Location labeling records
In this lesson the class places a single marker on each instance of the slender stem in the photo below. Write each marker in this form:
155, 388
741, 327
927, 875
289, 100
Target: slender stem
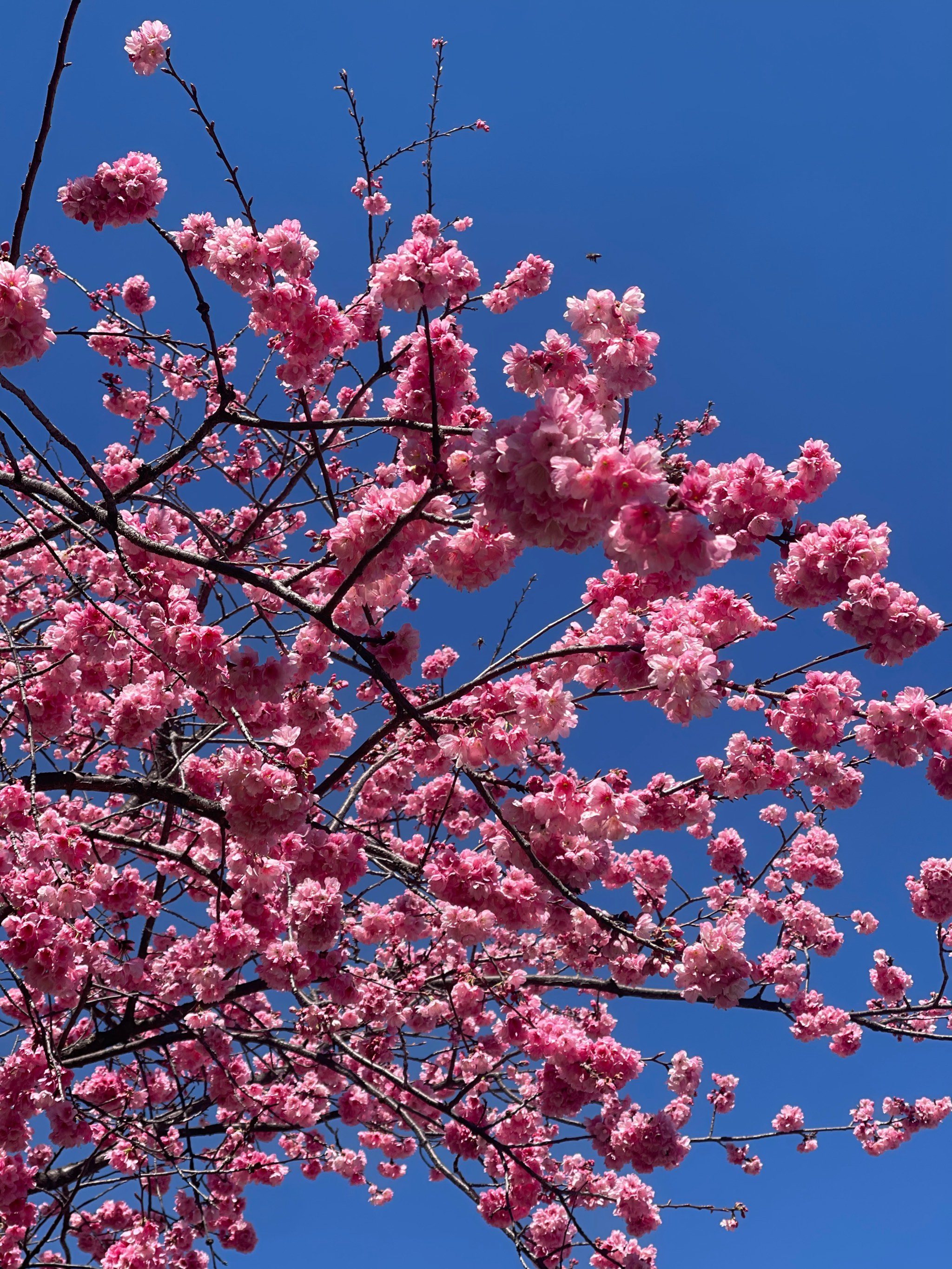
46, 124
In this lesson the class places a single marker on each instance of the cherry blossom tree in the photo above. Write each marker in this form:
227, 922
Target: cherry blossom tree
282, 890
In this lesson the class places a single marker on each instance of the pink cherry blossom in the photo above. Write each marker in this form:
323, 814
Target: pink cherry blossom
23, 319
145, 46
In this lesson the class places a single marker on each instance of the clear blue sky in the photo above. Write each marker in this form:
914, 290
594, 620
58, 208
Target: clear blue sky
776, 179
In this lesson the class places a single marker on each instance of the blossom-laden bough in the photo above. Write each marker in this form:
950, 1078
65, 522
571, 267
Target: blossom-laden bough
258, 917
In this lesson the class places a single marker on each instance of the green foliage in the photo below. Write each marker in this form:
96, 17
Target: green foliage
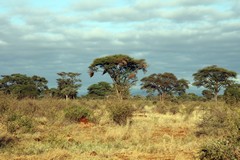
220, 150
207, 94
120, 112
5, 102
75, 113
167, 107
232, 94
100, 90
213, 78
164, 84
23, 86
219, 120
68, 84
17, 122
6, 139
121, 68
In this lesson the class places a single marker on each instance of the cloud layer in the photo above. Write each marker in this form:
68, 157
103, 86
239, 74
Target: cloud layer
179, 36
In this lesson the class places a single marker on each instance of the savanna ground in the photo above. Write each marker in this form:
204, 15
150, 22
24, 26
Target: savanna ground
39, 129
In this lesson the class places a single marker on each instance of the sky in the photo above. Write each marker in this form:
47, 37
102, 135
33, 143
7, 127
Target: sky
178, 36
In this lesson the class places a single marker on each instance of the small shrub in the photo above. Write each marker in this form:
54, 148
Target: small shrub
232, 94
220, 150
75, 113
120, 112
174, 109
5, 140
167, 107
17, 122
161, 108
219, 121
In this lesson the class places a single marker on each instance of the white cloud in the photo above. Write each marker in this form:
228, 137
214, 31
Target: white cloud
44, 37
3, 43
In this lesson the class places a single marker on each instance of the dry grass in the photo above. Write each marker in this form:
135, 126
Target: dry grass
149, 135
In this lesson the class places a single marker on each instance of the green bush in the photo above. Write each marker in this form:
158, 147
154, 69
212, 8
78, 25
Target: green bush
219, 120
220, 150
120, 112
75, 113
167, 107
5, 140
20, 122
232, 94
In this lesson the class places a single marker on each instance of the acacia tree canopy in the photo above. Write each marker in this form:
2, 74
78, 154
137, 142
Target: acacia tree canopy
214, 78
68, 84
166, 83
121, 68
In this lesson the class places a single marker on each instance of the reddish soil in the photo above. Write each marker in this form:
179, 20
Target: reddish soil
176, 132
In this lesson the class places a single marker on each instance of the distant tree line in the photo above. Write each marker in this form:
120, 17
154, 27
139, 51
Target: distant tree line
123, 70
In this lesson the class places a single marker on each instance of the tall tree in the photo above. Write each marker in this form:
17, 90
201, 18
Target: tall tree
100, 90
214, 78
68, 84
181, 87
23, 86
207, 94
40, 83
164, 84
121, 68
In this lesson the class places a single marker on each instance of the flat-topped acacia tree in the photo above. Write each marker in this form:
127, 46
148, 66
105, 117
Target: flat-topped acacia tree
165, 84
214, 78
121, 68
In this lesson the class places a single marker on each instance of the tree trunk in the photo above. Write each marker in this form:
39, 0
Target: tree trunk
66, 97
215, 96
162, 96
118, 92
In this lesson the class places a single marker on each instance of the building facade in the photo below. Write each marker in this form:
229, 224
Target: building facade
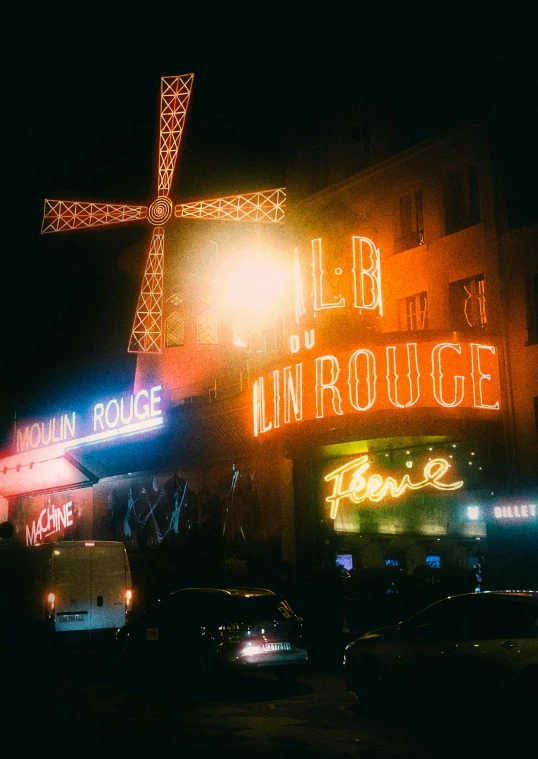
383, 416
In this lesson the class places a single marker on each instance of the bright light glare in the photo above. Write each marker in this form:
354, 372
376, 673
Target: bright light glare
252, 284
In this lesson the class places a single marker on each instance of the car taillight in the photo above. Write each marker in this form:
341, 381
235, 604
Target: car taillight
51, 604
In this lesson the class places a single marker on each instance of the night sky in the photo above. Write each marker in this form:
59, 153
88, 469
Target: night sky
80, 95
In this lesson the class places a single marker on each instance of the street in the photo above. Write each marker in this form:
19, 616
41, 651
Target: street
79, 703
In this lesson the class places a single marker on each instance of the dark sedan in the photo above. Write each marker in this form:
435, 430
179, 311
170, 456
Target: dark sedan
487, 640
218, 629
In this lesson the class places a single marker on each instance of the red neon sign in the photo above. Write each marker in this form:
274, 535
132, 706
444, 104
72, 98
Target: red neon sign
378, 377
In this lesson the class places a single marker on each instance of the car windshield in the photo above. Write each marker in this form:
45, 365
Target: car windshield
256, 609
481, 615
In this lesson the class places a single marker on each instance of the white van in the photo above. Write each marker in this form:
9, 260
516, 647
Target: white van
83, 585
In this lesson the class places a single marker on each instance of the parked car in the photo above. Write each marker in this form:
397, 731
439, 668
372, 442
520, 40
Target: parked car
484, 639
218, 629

- TASK PROMPT -
From the records given above, reproduce all text exactly and exclude each picture.

- SOLUTION FOR THIS TASK -
In this lesson the class places a single marker on each instance of the slender stem in the photo below. Write each marker in this form:
155, 388
741, 327
927, 875
289, 100
Target: slender stem
46, 124
In this lesson the class places a single marker on each instance of the cherry blossom tree in the photo above. Write each marker in this form:
227, 922
Target: cherry blossom tree
282, 890
In this lesson the class places a single marker on each instance of the pink cherry blossom in the photo above. Write each marker in this form:
323, 814
Target: pink cherry blossom
23, 319
145, 46
In this lesson the class places a single marker on each instance of the clear blue sky in the photo above. Write each marker in this form:
914, 290
594, 620
58, 208
Target: clear blue sky
776, 179
In this lesson the class places a single marker on each instance of the blossom-laden bough in the photo above. Write each marker in this form:
950, 1078
65, 522
571, 267
Target: blossom-laden bough
258, 917
In this lesson the class places a single marker on each instance of the green foliage in the photo below. Write each marker in this form:
96, 17
Target: green foliage
220, 150
207, 94
120, 112
5, 102
75, 113
167, 107
232, 94
100, 90
213, 78
164, 84
23, 86
219, 120
68, 84
17, 122
6, 139
121, 68
In this lesson the class places a single marker on each instance of the cloud layer in the photo above. Write each marker in this form:
68, 157
103, 86
239, 74
Target: cloud layer
179, 36
In this lesson the class places a single marker on each instance of the savanna ground in the photo above. Write each marker in this form:
204, 15
150, 22
24, 26
Target: savanna ground
39, 129
In this lesson the class places a single marker on each instance of the sky in the photo above. Write each marker in this form:
47, 37
102, 135
33, 143
7, 127
Target: sky
178, 36
In this lesson the class places a single marker on each instance of the small shrub in the photo above. Write each marker in this form:
54, 148
Target: small shrub
232, 94
220, 150
75, 113
120, 112
174, 109
5, 140
167, 107
17, 122
161, 108
219, 121
In this lesson the class places a single marker on each instance of the white cloud in the photo above. Write each marker in this form:
228, 137
214, 31
Target: white cloud
44, 37
3, 43
In this lesson the class places a single marker on each instance of the dry grass in the photo above. Write each marker in this form:
135, 126
Target: dry grass
149, 135
In this lesson the class places a single marker on each instance of the green bush in the photo above. Write each marker in this form:
158, 147
154, 69
212, 8
78, 25
Target: green bush
219, 120
220, 150
120, 112
75, 113
167, 107
5, 140
20, 122
232, 94
In this lesson the class places a single marker on each instance of the acacia tree canopy in the photo above. Write each marker in this form:
2, 74
78, 154
137, 142
Target: acacia tree canopy
214, 78
68, 84
166, 83
121, 68
In this lesson the class places a single marker on each instance of the reddish soil in the photo above. Write each marker in this form:
179, 20
Target: reddish soil
176, 132
In this lesson the class places a single marker on each instance of the distant tree line in the photo above. Write each marker in this form:
120, 17
154, 27
139, 51
Target: distant tree line
123, 70
In this lesson the class places a single marker on each instance of the tall tree in the photo above. Write each marker in this form:
17, 90
201, 18
Target: tall tree
100, 90
214, 78
68, 84
181, 87
23, 86
207, 94
40, 83
164, 84
121, 68
In this lesson the class places a single marker on each instance of the flat-topped acacia tree in the photo above. Write each marker in this form:
127, 46
148, 66
105, 117
Target: flat-topped acacia tree
165, 84
214, 78
121, 68
In this lesson the class places a single marker on each instance of the tree trunk in the photo above. Write each marker in this form:
39, 0
Target: tree trunk
66, 97
215, 96
162, 96
118, 92
In this lesson the class places a single marker on each instance of the building facade in the photo below. Write each marker in this form:
229, 224
Target: building facade
383, 416
In this lesson the class places a single marker on each instance of the bright light glare in the photo above. Write each marker in this form:
354, 372
376, 673
Target: bright light glare
252, 284
In this lesson the class places a single marker on each instance of the car taillight in the photo above. Write each marker in this form:
341, 381
235, 604
Target: car taillight
51, 604
In this lesson the class places a single marker on each instance of the night sky in the photo above. Write each marker in this form:
59, 153
88, 469
Target: night sky
80, 95
In this lesson the class places a single marker on each instance of the street in the photo above. Write each marker in this form:
19, 616
41, 651
Target: street
79, 703
In this lesson the class places a single marker on each instance of the dark sedan in the photo above. Write each marker in this form:
435, 430
179, 311
170, 456
Target: dark sedan
487, 640
218, 629
In this lesson the class places a single marker on each instance of the red neon sign in the photo above. Write each marker in this form:
274, 535
132, 706
444, 104
72, 98
Target: red neon sign
378, 377
In this lesson the class places a single marker on each instance of the car windshield in the photo above. Write each marker in this form:
45, 365
Target: car windshield
256, 609
481, 615
In this lesson the class places a single marker on each instance of the white van in the photo above. Write each marker in this form:
9, 260
516, 647
Target: white van
83, 585
In this lesson the class places a single marker on each instance of the parked car in the photo above. Write each marker in this form:
397, 731
439, 668
372, 442
520, 40
Target: parked car
484, 639
218, 629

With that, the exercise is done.